WHAT THE EXERCISE ASKS: Whichever lines of the entries hold the word "spire" should be identified and copied.
*** Block opens ***
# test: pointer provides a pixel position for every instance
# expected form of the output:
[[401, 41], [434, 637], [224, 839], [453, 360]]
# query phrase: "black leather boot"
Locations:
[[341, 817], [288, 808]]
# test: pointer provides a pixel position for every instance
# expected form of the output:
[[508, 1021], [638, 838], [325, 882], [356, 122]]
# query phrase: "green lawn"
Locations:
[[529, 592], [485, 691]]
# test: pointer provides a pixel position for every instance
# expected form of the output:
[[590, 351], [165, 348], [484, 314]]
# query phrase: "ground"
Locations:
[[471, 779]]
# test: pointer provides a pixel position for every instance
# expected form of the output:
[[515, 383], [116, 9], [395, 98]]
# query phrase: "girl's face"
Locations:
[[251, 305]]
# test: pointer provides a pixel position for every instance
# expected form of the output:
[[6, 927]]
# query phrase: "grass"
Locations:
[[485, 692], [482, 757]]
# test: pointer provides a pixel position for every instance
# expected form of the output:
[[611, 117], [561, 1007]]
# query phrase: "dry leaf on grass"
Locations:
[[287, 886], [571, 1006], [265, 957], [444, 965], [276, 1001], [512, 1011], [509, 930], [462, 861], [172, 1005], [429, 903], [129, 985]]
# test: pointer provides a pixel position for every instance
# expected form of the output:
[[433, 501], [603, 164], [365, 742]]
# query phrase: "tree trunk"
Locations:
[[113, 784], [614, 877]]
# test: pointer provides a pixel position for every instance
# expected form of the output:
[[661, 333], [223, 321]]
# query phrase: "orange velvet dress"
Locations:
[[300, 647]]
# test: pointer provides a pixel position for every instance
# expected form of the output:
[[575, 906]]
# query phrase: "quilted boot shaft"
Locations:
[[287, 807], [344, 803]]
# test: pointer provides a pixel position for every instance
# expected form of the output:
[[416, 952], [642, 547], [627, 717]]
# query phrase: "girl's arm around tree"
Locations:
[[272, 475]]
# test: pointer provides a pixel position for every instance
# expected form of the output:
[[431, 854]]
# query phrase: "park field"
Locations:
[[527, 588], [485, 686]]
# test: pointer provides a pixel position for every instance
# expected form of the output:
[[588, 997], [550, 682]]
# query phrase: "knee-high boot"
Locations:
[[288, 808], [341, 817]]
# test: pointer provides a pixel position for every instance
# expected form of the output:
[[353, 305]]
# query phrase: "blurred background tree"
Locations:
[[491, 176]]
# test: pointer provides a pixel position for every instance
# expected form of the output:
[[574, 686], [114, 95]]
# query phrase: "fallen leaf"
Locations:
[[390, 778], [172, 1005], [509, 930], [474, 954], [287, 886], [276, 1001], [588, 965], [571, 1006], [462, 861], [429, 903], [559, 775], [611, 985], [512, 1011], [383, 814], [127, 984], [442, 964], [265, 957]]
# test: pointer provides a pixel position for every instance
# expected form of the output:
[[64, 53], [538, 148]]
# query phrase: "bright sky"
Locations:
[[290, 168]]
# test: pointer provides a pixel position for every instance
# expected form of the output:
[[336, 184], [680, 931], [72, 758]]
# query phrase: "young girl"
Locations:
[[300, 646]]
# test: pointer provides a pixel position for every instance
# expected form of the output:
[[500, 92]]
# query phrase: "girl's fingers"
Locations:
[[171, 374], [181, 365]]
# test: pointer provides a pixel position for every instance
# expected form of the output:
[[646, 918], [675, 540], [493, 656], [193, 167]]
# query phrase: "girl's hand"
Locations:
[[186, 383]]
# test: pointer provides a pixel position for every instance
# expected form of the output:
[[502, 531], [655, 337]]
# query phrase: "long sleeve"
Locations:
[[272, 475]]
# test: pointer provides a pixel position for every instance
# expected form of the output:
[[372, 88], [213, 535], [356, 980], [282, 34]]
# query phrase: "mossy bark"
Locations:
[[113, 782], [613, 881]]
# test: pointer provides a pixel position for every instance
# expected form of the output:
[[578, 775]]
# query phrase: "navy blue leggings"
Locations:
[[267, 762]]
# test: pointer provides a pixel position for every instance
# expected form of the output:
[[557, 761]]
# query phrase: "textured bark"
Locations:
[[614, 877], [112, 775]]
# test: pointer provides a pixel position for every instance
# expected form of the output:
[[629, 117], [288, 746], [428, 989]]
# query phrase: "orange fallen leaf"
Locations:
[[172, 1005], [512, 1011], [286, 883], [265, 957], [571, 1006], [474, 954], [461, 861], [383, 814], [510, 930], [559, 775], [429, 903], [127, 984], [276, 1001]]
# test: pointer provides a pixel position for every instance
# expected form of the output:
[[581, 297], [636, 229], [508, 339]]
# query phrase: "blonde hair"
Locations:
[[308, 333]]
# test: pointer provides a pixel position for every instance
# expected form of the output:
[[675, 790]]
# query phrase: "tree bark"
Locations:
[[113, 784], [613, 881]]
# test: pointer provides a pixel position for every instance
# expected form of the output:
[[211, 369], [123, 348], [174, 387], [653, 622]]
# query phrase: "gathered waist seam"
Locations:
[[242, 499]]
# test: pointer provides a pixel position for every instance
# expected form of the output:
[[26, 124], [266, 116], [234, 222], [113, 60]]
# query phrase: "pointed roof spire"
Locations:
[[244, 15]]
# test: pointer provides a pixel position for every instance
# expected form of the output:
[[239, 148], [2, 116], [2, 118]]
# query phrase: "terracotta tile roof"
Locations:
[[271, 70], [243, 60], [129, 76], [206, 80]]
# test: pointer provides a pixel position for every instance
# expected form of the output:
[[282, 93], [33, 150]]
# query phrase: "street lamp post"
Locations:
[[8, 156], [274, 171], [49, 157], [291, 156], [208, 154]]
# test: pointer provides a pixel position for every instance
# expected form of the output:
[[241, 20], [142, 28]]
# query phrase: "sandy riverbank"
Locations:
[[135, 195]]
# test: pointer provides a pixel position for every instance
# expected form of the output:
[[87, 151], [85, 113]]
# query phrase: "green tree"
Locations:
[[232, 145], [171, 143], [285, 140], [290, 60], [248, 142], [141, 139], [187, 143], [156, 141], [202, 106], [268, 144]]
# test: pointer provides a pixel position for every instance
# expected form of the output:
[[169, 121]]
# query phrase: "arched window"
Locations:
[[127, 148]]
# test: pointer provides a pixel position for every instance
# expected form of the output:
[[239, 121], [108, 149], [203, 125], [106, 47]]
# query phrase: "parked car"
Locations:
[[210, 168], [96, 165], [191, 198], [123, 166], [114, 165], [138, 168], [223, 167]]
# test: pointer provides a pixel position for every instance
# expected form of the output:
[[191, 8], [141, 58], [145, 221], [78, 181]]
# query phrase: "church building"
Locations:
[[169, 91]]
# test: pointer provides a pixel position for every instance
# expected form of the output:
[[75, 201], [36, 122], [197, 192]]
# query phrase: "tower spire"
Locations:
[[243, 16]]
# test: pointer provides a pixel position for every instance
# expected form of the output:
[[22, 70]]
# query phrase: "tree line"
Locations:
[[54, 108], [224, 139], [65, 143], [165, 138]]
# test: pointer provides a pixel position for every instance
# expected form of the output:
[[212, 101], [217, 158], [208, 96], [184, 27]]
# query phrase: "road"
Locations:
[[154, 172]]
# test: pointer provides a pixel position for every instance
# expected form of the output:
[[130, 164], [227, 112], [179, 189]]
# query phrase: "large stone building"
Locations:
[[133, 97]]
*** Block closes ***
WRITTEN ANSWER:
# query phrase: "pointed roof spire"
# query phrase: "tower spire"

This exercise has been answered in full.